● **EXERCISE MATERIAL**
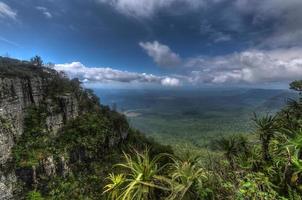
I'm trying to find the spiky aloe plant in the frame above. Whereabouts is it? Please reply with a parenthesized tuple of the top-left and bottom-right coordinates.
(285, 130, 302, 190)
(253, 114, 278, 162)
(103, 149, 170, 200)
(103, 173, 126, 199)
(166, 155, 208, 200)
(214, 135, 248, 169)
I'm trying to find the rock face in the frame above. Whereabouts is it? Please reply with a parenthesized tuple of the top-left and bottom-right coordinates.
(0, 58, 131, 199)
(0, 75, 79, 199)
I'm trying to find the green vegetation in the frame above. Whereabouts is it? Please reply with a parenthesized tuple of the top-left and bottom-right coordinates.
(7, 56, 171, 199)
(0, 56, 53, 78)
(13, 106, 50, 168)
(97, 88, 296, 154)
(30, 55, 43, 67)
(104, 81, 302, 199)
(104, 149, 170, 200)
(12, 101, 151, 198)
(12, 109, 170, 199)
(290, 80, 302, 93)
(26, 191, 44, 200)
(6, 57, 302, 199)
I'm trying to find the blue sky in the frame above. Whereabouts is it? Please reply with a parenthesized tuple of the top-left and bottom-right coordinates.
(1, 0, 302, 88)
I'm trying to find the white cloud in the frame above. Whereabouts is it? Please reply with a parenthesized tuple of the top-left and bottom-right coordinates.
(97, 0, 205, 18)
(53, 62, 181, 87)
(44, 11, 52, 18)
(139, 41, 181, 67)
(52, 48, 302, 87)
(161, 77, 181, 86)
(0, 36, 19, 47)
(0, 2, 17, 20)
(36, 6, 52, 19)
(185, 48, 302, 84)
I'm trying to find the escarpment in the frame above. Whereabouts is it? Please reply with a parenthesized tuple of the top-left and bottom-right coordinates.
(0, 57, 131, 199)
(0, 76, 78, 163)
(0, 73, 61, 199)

● **PROBLEM TO WORK ON**
Before you finish, make sure every line above has been repeated exactly and no picture remains in the copy.

● **REPLY**
I'm trying to find the spiky aloe plant in the frame above. Whereabouts is it? Please reply with a parenthesized tuple of the top-left and bottom-right coordinates.
(285, 130, 302, 190)
(253, 114, 278, 162)
(103, 149, 170, 200)
(103, 173, 126, 199)
(166, 155, 208, 200)
(214, 135, 248, 169)
I'm trying to find the rock face in the frame above. Whereabouts is it? Please reply with a parenthesized tuple of the top-left and bottom-right coordinates.
(0, 58, 131, 199)
(0, 75, 79, 199)
I'm trying to find the green vegetation in the frame above. Whereabouts is it? Please reply with a parenthesized tuple of the top-left and bottom-right coordinates.
(7, 56, 171, 199)
(0, 56, 53, 78)
(13, 106, 50, 168)
(97, 88, 296, 154)
(30, 55, 43, 67)
(104, 81, 302, 199)
(104, 149, 170, 200)
(12, 101, 151, 198)
(12, 109, 170, 199)
(290, 80, 302, 93)
(26, 191, 44, 200)
(6, 57, 302, 199)
I'm trying to find the blue sky in the frame above. Whereabouts is it? Please reply with a parenthesized tuple of the top-left and bottom-right coordinates.
(1, 0, 302, 88)
I'm trying to find the white cloud in the frame above. Whereabouts is it? Please reply with a parenthesized tuple of the top-left and bottom-right coordinates.
(97, 0, 205, 18)
(53, 62, 181, 87)
(44, 11, 52, 18)
(139, 41, 181, 67)
(52, 48, 302, 87)
(161, 77, 181, 86)
(0, 36, 19, 47)
(0, 2, 17, 20)
(36, 6, 52, 19)
(185, 48, 302, 84)
I'm trying to find the escarpment in the frame above. Whereabouts is it? Please reply with a parenthesized tuple of the top-left and bottom-right coordinates.
(0, 57, 131, 199)
(0, 76, 78, 163)
(0, 73, 61, 199)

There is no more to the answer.